■ Given text:

Bitwise CIO Matt Hougan says the crypto market is transitioning from a momentum-driven trade into a contrarian bet in 2026.
Bitcoin is down 21% year-to-date, while Ethereum, Solana, and XRP have fallen further. ETF outflows and low spot trading volumes reflect fading retail enthusiasm.
With AI stocks drawing capital away from digital assets, Hougan argues that crypto investors must now prioritize fundamentals over sentiment to navigate the current cycle profitably.
AI Dominance and Regulatory Limbo Pressure Crypto Markets
Hougan points to AI stocks as the primary force pulling capital away from crypto. The Nasdaq-100 is up 43% year-over-year, with AI equities, robotics companies, and SpaceX commanding investor attention.
Against that backdrop, crypto has lost its status as the market’s most exciting momentum trade. Hougan wrote in a recent memo that “AI is sucking all the oxygen out of the room,” forcing crypto through a painful but necessary transformation.
The Clarity Act adds another layer of pressure on the asset class. The bill aims to establish a comprehensive regulatory framework for digital assets in the United States.
It recently cleared a Senate hurdle, but Polymarket puts year-end passage odds at just 55%. Hougan noted that Washington insiders he consulted put the odds between 5% and 30%, making approval far from certain.

[Entries excerpted from a collection]
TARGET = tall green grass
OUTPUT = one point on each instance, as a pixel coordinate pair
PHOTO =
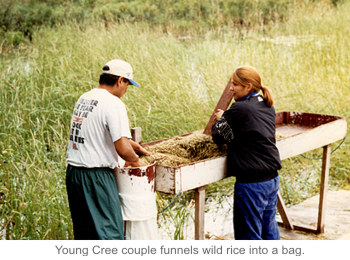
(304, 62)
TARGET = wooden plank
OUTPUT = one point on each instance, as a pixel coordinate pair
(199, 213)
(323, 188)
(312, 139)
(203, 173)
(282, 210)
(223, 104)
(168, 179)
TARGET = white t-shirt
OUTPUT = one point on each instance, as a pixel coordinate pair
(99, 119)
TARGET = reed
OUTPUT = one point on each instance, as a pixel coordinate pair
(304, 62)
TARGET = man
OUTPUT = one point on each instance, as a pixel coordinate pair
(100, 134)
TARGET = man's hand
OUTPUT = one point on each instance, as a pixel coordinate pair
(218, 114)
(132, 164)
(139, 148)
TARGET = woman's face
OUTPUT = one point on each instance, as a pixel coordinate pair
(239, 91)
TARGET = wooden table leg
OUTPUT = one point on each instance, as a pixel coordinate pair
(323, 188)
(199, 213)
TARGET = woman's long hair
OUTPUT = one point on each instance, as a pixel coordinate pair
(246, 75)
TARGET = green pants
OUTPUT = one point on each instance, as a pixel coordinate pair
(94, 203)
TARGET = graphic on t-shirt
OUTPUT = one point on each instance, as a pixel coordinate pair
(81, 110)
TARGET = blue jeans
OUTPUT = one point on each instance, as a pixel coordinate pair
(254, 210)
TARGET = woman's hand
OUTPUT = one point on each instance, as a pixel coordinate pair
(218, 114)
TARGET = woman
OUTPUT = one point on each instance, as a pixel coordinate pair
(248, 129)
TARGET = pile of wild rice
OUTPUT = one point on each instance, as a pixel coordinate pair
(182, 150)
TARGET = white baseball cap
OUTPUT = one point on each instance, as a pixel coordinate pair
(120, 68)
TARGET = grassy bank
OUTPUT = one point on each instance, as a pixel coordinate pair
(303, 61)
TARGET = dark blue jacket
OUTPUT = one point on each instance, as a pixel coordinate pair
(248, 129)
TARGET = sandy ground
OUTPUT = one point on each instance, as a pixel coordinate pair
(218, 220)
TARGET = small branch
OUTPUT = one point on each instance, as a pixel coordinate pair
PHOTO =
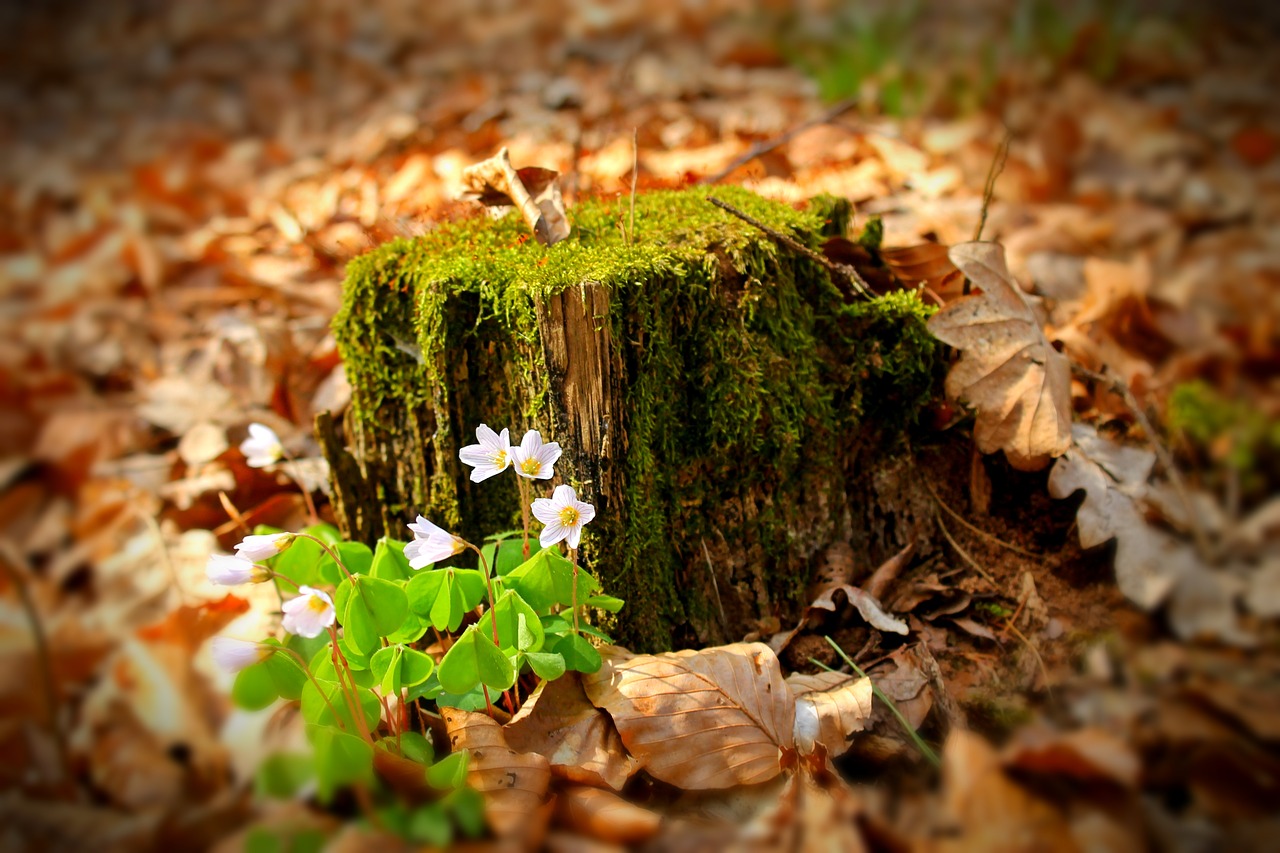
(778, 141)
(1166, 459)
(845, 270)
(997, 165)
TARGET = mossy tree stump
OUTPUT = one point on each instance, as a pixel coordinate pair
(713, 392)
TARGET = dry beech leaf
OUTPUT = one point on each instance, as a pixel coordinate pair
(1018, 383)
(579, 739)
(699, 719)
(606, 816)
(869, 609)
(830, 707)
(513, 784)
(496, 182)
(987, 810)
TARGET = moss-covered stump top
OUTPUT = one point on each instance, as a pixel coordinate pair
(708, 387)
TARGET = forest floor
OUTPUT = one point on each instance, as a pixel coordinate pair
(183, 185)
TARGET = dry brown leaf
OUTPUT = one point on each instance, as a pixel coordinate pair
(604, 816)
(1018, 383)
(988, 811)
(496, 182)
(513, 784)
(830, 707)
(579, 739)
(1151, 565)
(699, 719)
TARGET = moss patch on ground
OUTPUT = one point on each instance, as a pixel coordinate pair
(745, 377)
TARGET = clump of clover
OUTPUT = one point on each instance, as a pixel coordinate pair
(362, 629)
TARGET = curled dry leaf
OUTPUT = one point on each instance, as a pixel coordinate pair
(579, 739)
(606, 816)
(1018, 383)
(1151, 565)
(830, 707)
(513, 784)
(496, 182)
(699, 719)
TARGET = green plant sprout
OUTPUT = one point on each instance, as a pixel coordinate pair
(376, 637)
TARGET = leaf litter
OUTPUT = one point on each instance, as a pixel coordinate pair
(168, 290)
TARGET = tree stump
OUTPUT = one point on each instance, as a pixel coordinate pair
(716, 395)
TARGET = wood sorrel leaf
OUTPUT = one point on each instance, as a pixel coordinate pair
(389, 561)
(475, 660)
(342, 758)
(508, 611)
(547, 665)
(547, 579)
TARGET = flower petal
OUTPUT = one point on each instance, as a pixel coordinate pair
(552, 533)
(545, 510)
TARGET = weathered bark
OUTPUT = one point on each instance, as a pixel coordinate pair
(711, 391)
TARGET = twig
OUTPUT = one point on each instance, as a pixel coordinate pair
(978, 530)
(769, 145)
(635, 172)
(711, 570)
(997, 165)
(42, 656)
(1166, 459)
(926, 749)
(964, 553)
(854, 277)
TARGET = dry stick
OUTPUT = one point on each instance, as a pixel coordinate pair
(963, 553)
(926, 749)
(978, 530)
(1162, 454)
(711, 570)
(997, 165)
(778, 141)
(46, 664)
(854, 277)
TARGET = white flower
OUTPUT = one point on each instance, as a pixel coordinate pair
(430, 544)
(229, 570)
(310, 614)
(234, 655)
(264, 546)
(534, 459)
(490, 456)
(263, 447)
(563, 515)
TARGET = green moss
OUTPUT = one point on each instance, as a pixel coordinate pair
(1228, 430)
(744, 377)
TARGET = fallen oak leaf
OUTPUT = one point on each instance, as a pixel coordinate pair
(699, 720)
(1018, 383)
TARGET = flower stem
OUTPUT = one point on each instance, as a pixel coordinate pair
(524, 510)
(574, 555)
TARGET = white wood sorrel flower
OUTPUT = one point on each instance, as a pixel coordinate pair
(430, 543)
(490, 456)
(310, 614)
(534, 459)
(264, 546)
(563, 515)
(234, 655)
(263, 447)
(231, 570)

■ What to work on:
1. Format the entries starting at the one containing "TARGET = white flower" and ending at the last entry as a two-column CSV with the headers "request" and "points". Give one row per request, putting its text and its answer each in a single quoted field and turning any line breaks into spaces.
2. Resume the article on the crypto market's 2026 shift from the point where it stops.
The article and the entries are separate pieces of material.

■ Task-by-task results:
1.
request,points
"TARGET = white flower OUTPUT = one point on each instance, as a pixel coordinate pair","(430, 544) (229, 570) (310, 614) (234, 655) (264, 546) (534, 459) (490, 456) (263, 447) (563, 515)"
"TARGET = green moss OUTPUT = one point on each instance, as a pixel coordinate pair","(1228, 430) (744, 377)"
"TARGET = fallen oak leaf OUTPUT = one point on each instance, as a pixel coordinate pair","(699, 720) (1018, 383)"
"TARGET = flower stem OUTPUT = one point on each instance, as a pixel coordinate pair","(524, 510) (574, 555)"
"TARGET = white wood sorrel flower OUTPUT = one point on each instance, as a pixel coordinate pair","(430, 543) (490, 456) (310, 614) (534, 459) (264, 546) (563, 515) (234, 655) (263, 447) (231, 570)"

2.
Hougan framed the institutional dilemma directly: “Imagine you’re an institutional investor today. You can either invest in AI stocks, which seem to set a new all-time high every day, or invest in crypto, knowing there’s an almost 50% chance of a major regulatory setback in the next two months.” That contrast explains why large allocators remain on the sidelines heading into summer.
On the Clarity Act outcome, Hougan was clear about what matters most. “Crypto can survive Clarity failing or rally if Clarity passes,” he wrote.
“But it can’t thrive in the in-between.” Until the legislative picture resolves, major tokens will likely remain under pressure regardless of on-chain activity.
Fundamental Rotation Points to a Maturing Crypto Winter
Hougan noted that the current downturn differs from past crypto winters, where bitcoin typically served as the default safe haven.
This cycle, capital is rotating into smaller assets with credible, revenue-backed narratives. Hyperliquid gained 72% in May 2026 alone, while Zcash rose 50%, Stellar climbed 44%, and BNB added 17% against broad market losses.
Hougan described the pattern as deliberate rather than speculative. “None of them are macro names,” he wrote. “All of them have idiosyncratic stories the market is rewarding.”
Hyperliquid, in particular, has drawn attention for its protocol revenue and transparent on-chain fundamentals, reflecting the kind of asset Hougan says investors now favor.
The Bitwise CIO also used the rotation as a timing indicator for the broader cycle. “In the heart of a crypto winter, everything’s red,” he noted.
“When the green starts to look like real growth, the season is changing.” He argued the current price action suggests the market is closer to the end of winter than the beginning.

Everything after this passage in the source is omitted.